Instructions for the task — Copy the lines from the start of the records through the line containing "edges: an outline", inclusive, without changing anything.
- - - -
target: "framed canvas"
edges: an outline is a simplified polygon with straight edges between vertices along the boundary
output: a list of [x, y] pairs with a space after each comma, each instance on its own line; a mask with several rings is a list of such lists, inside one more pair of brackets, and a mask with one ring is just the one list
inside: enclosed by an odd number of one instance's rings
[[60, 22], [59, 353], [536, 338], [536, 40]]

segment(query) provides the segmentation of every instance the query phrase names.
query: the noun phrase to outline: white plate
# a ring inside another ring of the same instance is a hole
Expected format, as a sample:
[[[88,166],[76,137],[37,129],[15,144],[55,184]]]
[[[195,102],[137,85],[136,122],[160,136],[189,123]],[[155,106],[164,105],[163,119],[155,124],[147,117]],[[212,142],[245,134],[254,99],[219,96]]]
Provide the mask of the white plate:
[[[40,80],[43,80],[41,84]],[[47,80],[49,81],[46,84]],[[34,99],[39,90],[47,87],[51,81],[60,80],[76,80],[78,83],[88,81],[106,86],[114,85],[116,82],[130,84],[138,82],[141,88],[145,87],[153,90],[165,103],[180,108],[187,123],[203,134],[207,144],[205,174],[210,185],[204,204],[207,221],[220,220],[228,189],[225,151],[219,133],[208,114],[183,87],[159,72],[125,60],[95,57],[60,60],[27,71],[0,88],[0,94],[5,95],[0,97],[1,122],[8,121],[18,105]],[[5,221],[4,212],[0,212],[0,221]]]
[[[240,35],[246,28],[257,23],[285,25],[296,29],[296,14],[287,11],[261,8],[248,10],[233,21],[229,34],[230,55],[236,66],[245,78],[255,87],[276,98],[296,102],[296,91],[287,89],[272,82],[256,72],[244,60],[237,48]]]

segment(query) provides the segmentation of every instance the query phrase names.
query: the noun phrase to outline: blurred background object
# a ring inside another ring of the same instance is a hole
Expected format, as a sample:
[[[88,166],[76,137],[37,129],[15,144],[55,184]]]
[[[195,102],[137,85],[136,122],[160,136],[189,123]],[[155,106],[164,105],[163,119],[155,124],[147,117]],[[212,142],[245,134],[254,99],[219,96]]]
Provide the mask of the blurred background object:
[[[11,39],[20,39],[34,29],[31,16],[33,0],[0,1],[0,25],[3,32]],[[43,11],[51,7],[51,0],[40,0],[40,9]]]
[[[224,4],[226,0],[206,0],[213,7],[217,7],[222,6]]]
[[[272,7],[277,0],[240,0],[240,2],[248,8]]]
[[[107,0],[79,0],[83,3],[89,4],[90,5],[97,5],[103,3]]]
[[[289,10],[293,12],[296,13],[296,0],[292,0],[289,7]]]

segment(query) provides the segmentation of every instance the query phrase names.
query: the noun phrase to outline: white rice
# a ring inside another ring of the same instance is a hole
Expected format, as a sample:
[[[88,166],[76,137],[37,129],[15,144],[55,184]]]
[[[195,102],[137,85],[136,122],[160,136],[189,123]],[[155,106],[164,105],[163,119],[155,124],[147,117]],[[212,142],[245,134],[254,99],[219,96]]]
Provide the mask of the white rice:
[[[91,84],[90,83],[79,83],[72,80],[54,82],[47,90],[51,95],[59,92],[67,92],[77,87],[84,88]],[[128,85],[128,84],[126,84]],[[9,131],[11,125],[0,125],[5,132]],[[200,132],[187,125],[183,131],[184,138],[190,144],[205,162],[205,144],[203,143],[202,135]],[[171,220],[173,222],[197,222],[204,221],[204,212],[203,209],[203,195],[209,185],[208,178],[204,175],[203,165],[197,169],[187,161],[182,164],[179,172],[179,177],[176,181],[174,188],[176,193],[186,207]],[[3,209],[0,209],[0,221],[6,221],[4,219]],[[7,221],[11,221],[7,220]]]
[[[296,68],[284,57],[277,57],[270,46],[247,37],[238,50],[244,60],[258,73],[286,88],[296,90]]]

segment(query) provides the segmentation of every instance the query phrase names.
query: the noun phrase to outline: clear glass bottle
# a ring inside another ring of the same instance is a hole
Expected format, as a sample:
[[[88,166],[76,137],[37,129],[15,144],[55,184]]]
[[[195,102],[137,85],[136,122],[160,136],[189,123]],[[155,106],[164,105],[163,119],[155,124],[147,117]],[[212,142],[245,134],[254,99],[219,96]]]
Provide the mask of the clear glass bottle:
- - - -
Reply —
target: "framed canvas"
edges: an outline is a simplified polygon with straight edges between vertices along the boundary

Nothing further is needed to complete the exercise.